WHAT IS EXPECTED
Could you copy the records below exactly, leaving out any pictures?

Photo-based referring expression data
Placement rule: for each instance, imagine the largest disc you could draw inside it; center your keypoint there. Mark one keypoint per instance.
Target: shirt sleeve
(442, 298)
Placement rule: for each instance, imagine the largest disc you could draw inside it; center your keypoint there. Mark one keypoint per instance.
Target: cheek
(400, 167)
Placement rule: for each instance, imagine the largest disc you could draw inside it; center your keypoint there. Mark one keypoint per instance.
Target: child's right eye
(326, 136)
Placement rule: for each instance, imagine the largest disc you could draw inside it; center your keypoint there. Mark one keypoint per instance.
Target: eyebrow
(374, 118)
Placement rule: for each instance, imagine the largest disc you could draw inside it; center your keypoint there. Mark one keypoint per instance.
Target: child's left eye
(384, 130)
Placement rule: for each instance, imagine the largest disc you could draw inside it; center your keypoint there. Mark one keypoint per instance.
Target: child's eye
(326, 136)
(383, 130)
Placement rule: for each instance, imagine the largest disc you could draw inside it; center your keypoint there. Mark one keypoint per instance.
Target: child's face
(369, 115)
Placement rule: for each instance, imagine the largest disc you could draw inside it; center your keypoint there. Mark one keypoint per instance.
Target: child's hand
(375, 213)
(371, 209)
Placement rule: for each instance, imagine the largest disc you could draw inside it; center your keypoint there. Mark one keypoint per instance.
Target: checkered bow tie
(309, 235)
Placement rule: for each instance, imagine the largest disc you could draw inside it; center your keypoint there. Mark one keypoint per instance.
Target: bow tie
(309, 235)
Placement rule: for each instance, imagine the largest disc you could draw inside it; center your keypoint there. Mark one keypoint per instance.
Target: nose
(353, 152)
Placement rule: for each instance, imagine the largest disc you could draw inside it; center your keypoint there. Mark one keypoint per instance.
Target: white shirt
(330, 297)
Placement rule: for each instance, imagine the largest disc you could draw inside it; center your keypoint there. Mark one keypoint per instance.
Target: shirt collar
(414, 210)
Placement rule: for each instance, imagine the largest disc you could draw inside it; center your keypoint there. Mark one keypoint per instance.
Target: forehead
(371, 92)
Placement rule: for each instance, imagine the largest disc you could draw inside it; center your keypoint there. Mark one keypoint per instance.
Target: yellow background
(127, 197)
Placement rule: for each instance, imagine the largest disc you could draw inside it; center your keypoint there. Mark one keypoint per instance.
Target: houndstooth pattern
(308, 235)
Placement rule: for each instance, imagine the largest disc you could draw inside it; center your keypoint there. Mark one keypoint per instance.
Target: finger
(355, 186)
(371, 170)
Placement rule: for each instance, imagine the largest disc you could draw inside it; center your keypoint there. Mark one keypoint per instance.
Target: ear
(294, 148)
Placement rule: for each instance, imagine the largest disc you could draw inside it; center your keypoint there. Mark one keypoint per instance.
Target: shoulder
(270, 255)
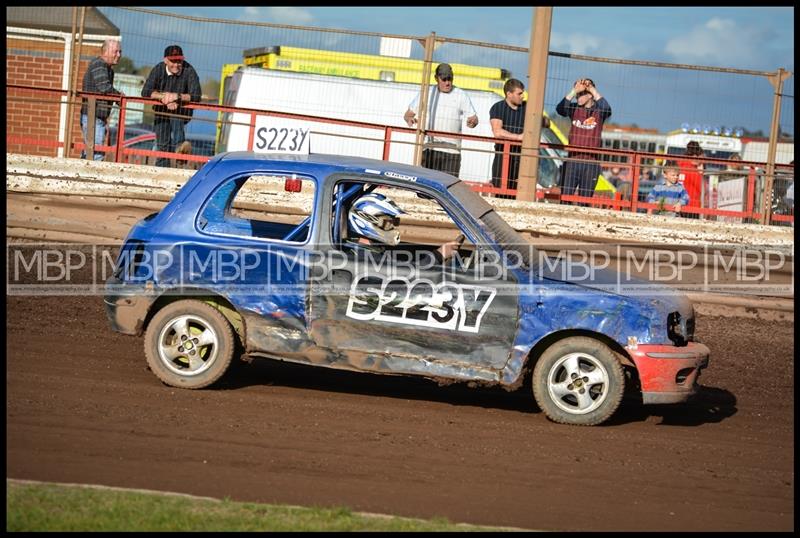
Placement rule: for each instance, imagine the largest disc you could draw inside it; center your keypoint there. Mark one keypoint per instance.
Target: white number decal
(281, 140)
(453, 307)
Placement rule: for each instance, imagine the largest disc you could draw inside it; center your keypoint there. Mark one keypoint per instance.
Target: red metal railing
(633, 158)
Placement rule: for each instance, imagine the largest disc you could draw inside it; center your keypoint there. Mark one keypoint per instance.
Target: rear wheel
(578, 381)
(189, 344)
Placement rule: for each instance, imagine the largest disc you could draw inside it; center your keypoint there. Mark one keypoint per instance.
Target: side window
(264, 207)
(423, 224)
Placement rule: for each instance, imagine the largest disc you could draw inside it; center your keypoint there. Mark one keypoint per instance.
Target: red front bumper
(668, 374)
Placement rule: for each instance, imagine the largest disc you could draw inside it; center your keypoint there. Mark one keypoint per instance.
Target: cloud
(593, 45)
(722, 42)
(278, 15)
(170, 28)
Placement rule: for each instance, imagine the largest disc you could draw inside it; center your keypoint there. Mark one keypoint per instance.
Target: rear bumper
(668, 374)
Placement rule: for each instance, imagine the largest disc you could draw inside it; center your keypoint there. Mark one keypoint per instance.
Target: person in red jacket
(691, 175)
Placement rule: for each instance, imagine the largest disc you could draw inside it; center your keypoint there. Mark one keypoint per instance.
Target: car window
(272, 207)
(424, 224)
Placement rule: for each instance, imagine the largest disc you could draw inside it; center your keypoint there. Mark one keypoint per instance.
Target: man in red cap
(173, 82)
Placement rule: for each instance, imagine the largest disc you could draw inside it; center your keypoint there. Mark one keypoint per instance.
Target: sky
(733, 37)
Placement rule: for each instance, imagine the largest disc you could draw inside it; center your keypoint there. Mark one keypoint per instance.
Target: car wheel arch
(219, 302)
(539, 347)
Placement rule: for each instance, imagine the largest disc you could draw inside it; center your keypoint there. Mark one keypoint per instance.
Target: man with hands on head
(587, 113)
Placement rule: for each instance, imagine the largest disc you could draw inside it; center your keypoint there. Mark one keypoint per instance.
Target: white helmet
(375, 216)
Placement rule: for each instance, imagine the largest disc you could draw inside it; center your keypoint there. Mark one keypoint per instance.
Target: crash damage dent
(555, 309)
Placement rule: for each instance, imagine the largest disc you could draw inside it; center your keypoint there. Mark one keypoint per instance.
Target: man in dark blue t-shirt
(507, 118)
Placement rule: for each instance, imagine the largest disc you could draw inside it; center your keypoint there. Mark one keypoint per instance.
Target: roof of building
(59, 19)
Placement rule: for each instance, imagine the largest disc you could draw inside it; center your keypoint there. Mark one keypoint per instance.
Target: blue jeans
(169, 135)
(99, 135)
(581, 175)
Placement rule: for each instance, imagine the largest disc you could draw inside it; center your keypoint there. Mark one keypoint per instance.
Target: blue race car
(381, 267)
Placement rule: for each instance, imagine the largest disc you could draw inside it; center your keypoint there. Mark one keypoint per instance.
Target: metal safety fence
(352, 89)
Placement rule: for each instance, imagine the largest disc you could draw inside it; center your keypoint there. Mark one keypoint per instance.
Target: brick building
(39, 52)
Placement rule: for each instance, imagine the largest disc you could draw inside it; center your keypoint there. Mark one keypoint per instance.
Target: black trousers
(449, 163)
(513, 172)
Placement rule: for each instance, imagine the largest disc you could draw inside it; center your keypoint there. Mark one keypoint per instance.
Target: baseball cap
(173, 52)
(444, 70)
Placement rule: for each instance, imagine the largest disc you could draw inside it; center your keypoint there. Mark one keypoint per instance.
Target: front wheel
(189, 344)
(578, 381)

WRITTEN REPLY
Placement rule: for each instance, imagine the largest disc you could draw inside it; center your keypoint there. Mark one keypoint per instance.
Target: shirt sleeve
(442, 298)
Placement rule: for each instance, imagine the largest disc you could draw inside it; center your keypoint there. Mark one keypoint per instance.
Target: cheek
(400, 167)
Placement rule: for each instance, imagine the largest disc you could draw inside it; center your keypoint there. Mark one keypoint per instance.
Target: child's right eye
(326, 136)
Placement rule: for each instance, imagine the largest disc you could draw inside it; center your keypoint there. Mark one keypoint per instance.
Target: eyebrow
(374, 118)
Placement rule: for each instance, imagine the largest disc you could draw inside it; center your keypoint there. Mark one keypoint per instance.
Target: child's left eye
(384, 130)
Placement rule: for each instance, imagine the largest disc you could draw inside it; center your keypoint there. Mark one keypoint per instance.
Target: child's eye
(326, 136)
(383, 130)
Placement rule: for each instance, imagine the largest disc you could draw inside it; center your keypoint there. Mark one keypoint per instance.
Target: child's face
(369, 115)
Placement rule: for each instance, imagine the largest disc you could draw inside it; center your keypoint there. Mark one keypoint per instance.
Target: child's hand
(375, 213)
(371, 209)
Placement rule: for each instance, imagine the largest disc you could draw inside it; center your keypoint there. Mark one keypoint per instance.
Target: checkered bow tie
(309, 235)
Placement rule: for each instance, imagine the largest disc you could draw inside it; center your keypoint there. Mark one keypoint per instance.
Target: bow tie
(309, 235)
Placement rule: for each instance, imagine the largest disc you could draw inside it; center your keypoint there. Mark one keypoint per instance.
Target: nose
(353, 152)
Placement rule: for each instance, imagine the largest disc you could draw inside it; center your keypoint there. Mark one keypoint per instance.
Target: white shirt
(330, 297)
Placement rule: for each instance, imagine the largest disc you could draw inside it; center your keypoint there. Mark one keypoint per instance.
Target: shirt collar
(414, 210)
Placement rule: for each instance, imagine the largest disc you could draw inside it; center your keypoint there. Mark one keypoint per instance.
Target: forehead
(371, 92)
Placement rule: for each instance, imagine the largest disc you could draw inside it; center your keypoint there. Mark one keypoint per instance.
Target: yellow background
(127, 197)
Placement rule: for each instance, imagine the largest disc you could draw inside it; center your keypoint there. Mark one keypoint per instance.
Target: houndstooth pattern
(308, 235)
Placement rule: for each instance, imagine the largest disc you could draw inside it; center your keypoint there. Mark one keypoint per instance.
Target: finger
(355, 186)
(371, 170)
Placement rule: for each instance, imagine the largest disc you could draw inside it; center your keypoint there. Mark one keypoint per instance.
Target: ear
(294, 148)
Placement rule: for each instance, imagine the largest disc you could draw inside it; center your keypoint there. Mark one keypoint per instance.
Target: shoulder
(270, 255)
Placement rule: for each instance, imagine the largest disc you could draw inside it; center your keypoint there. Mark one keypoint per instance.
Target: white number decal
(281, 140)
(453, 307)
Placement rule: for each instance, imagine the largest disc you could draw inside it; center your keypoint there. Mark one keypoint per instance.
Target: red metal railing
(633, 158)
Placement rule: for each instance, imagine the largest disc you could draw inside it; center your keypoint there. Mark one keypoint per instance.
Target: rear wheel
(578, 381)
(189, 344)
Placement rule: for each instance, imagine the largest disc you could draw inside it; center your keypoint there. Mark one keypoint per instance.
Target: side window
(264, 207)
(423, 224)
Placement rule: for each instance, imagine the largest disc you could draw inside it; center your keypoint there. Mark one keypoint per instance.
Target: red front bumper
(668, 374)
Placement rule: for each instance, imagine the largest disc you could draw inside it; center your keypoint there. Mark one keypoint per instance.
Target: cloud
(593, 45)
(722, 42)
(278, 15)
(170, 28)
Placement rule: for each instance, imagine the largest disc you could draw inside it; center your keypoint there. Mark one keypoint per instance.
Target: rear bumper
(668, 374)
Placement rule: for each instance, imagine the largest disc you could draw inside it; center your keypoint there. Mark one keypoint per instance.
Target: person in red jacket
(691, 175)
Placement rule: for each instance, imagine the largest disc you could draw inside it; center your keypoint there. Mark one keypoint per instance.
Target: car window
(272, 207)
(424, 224)
Placement rule: for each instance, imagine the largest disc you could draw inside it; center your keypoint there. Mark one keypoint per instance.
Target: man in red cap
(173, 82)
Placement rule: for each instance, imagine the largest disc you could draw inside it; center your keypoint there. Mark one keypoint per instance.
Target: sky
(733, 37)
Placement rule: for each instance, imagine the largest disc you could draw inside it; center your keypoint there. Mark one keypoint per instance.
Target: car wheel arch
(219, 302)
(539, 347)
Placement rule: for each instance, imagine the largest disc you could draw inside it; center your keypoint there. Mark one keypoint per instance.
Target: man with hands on head
(587, 113)
Placement rule: for each instance, imagine the largest disc you could draw inside it; center your keypoint there. Mark one keypoint per instance.
Target: white helmet
(375, 216)
Placement rule: for each instance, imagine the largest disc you could draw inside it; center your keypoint there. Mark one keypoint per instance.
Target: crash damage dent
(555, 309)
Placement rule: for each instance, imagine the largest disc you could draw inside it; center your keypoint there. Mark one keypoint per instance.
Target: man in dark blue t-shirt
(507, 118)
Placement rule: for each instance, imagine the largest disc you could draw inside it; center your keypoint there. Mark one keypoint per instance.
Target: roof of building
(59, 19)
Placement rule: for each instance, imagine the largest disc you could draw inside it; center your keypoint there. Mark one keypoint per instance.
Target: blue jeans
(169, 135)
(99, 135)
(581, 175)
Placement rule: for each instance, imagine the largest disc you could draw inside it; center your keypoint there. Mark one keypoint per instance.
Target: blue race car
(381, 267)
Placement rule: for each instance, imagine the largest disc you could draw inside it; center your keypoint there. Mark one keypoint per instance.
Target: metal safety fence
(352, 89)
Placement rule: for each instance, imagine the largest disc you could draw inside it; center your keypoint there. Mark one keypoint per instance.
Target: brick building
(39, 52)
Placement rule: for each instance, imagine the largest disc you could draw inside it; center your keypoint there. Mark one keypoint per instance.
Target: black trousers
(449, 163)
(513, 172)
Placement rule: for each instance, imagine the largest disc you could draw inside it; center your keypoint there. Mark one keypoint per instance.
Target: baseball cap
(173, 52)
(444, 70)
Placement rule: for each instance, imagine the largest disc you could draw inside it; center your keypoint there. Mark one keypoint per instance.
Target: front wheel
(189, 344)
(578, 381)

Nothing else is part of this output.